▶ _Exercise goal_: Write out every one of the records below, reproducing each line word for word with no changes.
>>>
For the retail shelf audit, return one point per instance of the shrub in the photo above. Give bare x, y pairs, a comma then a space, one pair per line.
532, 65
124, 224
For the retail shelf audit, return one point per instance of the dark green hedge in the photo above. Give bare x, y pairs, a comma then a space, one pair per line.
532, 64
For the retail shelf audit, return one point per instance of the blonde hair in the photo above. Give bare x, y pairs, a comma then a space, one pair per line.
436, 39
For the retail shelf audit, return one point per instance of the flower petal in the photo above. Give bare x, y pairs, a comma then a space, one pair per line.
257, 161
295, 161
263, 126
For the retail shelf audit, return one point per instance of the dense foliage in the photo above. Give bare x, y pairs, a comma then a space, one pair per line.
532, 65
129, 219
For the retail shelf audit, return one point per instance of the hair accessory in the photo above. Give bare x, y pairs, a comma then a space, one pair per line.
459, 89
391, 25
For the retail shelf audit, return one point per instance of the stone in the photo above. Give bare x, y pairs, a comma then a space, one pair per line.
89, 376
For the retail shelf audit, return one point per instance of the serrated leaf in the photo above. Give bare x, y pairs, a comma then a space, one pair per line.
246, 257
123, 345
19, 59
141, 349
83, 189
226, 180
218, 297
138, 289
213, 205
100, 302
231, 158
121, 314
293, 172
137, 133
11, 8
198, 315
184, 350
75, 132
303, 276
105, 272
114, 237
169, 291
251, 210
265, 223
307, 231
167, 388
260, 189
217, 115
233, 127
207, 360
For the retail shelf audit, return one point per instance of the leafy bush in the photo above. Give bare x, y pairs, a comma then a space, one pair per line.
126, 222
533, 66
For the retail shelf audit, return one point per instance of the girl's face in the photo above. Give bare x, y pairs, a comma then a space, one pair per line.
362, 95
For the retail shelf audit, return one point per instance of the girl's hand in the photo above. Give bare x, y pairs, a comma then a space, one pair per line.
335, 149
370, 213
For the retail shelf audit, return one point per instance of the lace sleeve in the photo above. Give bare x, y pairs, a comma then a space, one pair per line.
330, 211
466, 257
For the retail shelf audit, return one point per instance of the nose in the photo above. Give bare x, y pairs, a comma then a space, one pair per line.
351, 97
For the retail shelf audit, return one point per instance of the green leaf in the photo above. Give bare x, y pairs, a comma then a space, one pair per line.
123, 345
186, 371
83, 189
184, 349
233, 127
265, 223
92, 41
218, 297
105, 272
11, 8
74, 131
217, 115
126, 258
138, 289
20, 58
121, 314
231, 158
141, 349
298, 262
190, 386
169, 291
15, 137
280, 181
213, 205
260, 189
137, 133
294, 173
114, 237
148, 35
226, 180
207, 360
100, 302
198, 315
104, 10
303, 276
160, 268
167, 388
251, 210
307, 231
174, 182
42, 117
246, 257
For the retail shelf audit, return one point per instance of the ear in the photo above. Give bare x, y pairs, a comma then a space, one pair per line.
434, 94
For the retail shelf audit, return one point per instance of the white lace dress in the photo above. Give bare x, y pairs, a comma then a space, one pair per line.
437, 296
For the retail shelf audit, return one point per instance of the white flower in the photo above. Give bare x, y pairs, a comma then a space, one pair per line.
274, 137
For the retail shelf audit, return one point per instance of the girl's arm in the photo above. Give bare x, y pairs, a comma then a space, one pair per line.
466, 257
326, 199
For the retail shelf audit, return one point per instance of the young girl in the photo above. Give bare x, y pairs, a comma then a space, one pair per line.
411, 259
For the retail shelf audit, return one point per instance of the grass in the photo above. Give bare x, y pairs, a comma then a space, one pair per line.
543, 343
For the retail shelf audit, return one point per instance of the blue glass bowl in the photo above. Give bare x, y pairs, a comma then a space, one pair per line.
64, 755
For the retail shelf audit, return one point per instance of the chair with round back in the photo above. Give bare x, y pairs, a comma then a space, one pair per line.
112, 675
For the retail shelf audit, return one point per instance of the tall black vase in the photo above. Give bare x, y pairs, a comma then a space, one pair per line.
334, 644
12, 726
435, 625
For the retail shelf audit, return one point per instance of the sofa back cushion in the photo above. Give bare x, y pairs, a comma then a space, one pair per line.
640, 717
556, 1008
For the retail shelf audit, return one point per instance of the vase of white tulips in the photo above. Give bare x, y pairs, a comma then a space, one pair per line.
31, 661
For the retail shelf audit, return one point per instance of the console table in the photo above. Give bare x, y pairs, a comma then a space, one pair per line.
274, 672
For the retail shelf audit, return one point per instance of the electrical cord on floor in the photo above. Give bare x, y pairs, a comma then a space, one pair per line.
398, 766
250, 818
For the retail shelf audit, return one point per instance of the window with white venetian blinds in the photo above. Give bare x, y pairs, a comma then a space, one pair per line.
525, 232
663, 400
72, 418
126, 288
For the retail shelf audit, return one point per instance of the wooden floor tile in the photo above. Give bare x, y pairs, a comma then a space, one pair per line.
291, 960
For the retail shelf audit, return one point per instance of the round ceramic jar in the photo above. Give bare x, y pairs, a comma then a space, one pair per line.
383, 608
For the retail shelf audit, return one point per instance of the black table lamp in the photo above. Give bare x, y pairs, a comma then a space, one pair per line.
<<<
▶ _Response to the exercise_:
For the retail shelf audit, return one point per instance of the shrub in the photo above. Give bare x, y pairs, a comma then a space, one pair per line.
532, 65
124, 224
For the retail shelf audit, return one point per instance of the dark green hedge in the photo above. Give bare x, y pairs, a comma then a space, one pair per line.
532, 64
For the retail shelf audit, return one point per instance of the blonde hair in the photo above. Give bare x, y pairs, a comma then a space, one pair per line.
436, 39
For the retail shelf audit, return one point per instance of the flower petal in the photo above. Give bare x, y pairs, a comma then a space, one pair per line.
257, 161
295, 161
263, 126
For the retail shelf audit, return one point per instance of the dense foliage in the photo above. Give bare x, y pairs, a comma then a space, one pair per line.
532, 65
129, 219
For the retail shelf audit, return one point per instance of the hair accessory in the photo above. Give bare x, y pairs, a comma then a space, one pair per line.
459, 89
391, 25
For the retail shelf audit, return one point per instance of the stone in the photo above. Give bare x, y pairs, a comma then a space, one pair per line.
89, 376
For the retail shelf audit, return one point per instance of the serrated leaf in the photo above. Give bare x, y pairs, a comma then a space, one pair per line.
246, 257
123, 345
19, 59
141, 349
83, 189
226, 180
218, 297
138, 289
213, 205
100, 302
231, 158
121, 314
293, 172
137, 133
11, 8
198, 315
184, 350
75, 132
303, 276
105, 272
114, 237
169, 291
251, 210
265, 223
307, 231
167, 388
260, 189
217, 115
233, 127
207, 360
For the retail shelf audit, return one point per instance of the leafy bush in the photo above. Give bare x, y pairs, a comma then a space, one pair per line.
126, 222
533, 66
For the retail shelf audit, return one point per instance of the girl's face in the photo above. Give bare x, y pairs, a comma then a space, one pair per line.
362, 95
For the retail shelf audit, return one point per instance of the girl's hand in the photo above. Give bare x, y pairs, a comma then a space, one pair per line.
335, 149
370, 213
For the retail shelf audit, return one point per instance of the lace sleeve in the photo above. Give bare x, y pairs, a comma then a space, one pair per line.
330, 211
466, 257
For the retail shelf audit, return one point per instance of the nose in the photo above. Give bare x, y pairs, a comma then a space, one pair per line.
351, 97
For the retail shelf audit, return one point per instance of the green leaf in the photo above. Give bare x, y pairs, a comma then a space, one pair per line.
123, 345
186, 371
83, 189
184, 349
233, 127
265, 223
92, 41
218, 297
105, 272
11, 8
74, 131
217, 115
126, 258
138, 289
20, 58
121, 314
231, 158
141, 349
298, 262
190, 386
169, 291
15, 137
280, 181
213, 205
260, 189
137, 133
294, 173
114, 237
148, 35
226, 180
207, 360
100, 302
198, 315
104, 10
303, 276
160, 268
167, 388
251, 210
307, 231
174, 182
42, 117
246, 257
For the retail shelf audit, return one point per instance of the ear in the photo above. Give bare x, y pairs, a comma then a space, one pair per line.
434, 94
For the retail shelf audit, return one point per instance of the white lace dress in the photo above. Give bare x, y pairs, a comma then a space, one pair per line.
437, 296
For the retail shelf audit, return one point per instance of the white flower in the photo above. Give bare x, y pairs, a comma then a space, one pair per line.
274, 137
For the retail shelf audit, return one point per instance of the girl's arm in the photo above. Give bare x, y pairs, a comma then a space, one pair per line.
466, 257
326, 199
For the retail shelf audit, return one point per instance of the young girl in the photo above. Give bare x, y pairs, a comma then a space, one pair per line.
411, 259
For the retail shelf audit, return one point per instance of the grass in the photo above. Give bare x, y pairs, a comma then a space, one pair per line.
543, 343
For the retail shelf audit, return one point per instance of the blue glass bowl in the photo above. Give bare x, y pairs, a comma then a space, one pair per line.
64, 755
For the retail shelf audit, return one point per instance of the chair with round back in the photo above. Give bare x, y pairs, a comma then a space, one pair per line.
112, 675
For the retail shelf audit, return one point per instance of the tall black vase in the photo above. Give bare x, y pairs, a comma then a space, one pair per line.
334, 644
12, 726
435, 625
For the retail shelf audit, return one point per instance of the sofa back cushion in the photo above. Give bare x, y pairs, a comma then a space, one pair per line.
640, 717
556, 1008
For the retail shelf audit, return one point per instance of the vase of white tulips in the photo above. Give bare x, y pairs, a comma then a space, one pair per line.
31, 661
For the retail shelf audit, return one point per instance of the console table in the photo above. Give bare x, y pairs, a comma then a space, one pair per line.
274, 672
For the retail shelf audit, return one point per instance of the electrical cord on floor in the photo above. Give bare x, y pairs, a comma then a space, one pair per line.
398, 766
250, 818
For the retail shelf audit, return one point per instance of the window with white venetian blinds in the photo above. Give bare x, y pairs, a comma then a space, one pair per line.
525, 232
663, 400
72, 418
126, 288
For the retail shelf audit, return one point per instance of the wooden floor tile in the photo above. Give bare x, y pairs, a comma then a space, one pair per line.
291, 960
For the retail shelf audit, return one point per instance of the round ceramic jar in the photo above. Give bare x, y pairs, a comma then a space, one pair per line.
383, 608
For the retail shelf audit, return one point per instance of the black table lamp in the photo above. Give bare x, y pairs, a comma then a space, one pair per line.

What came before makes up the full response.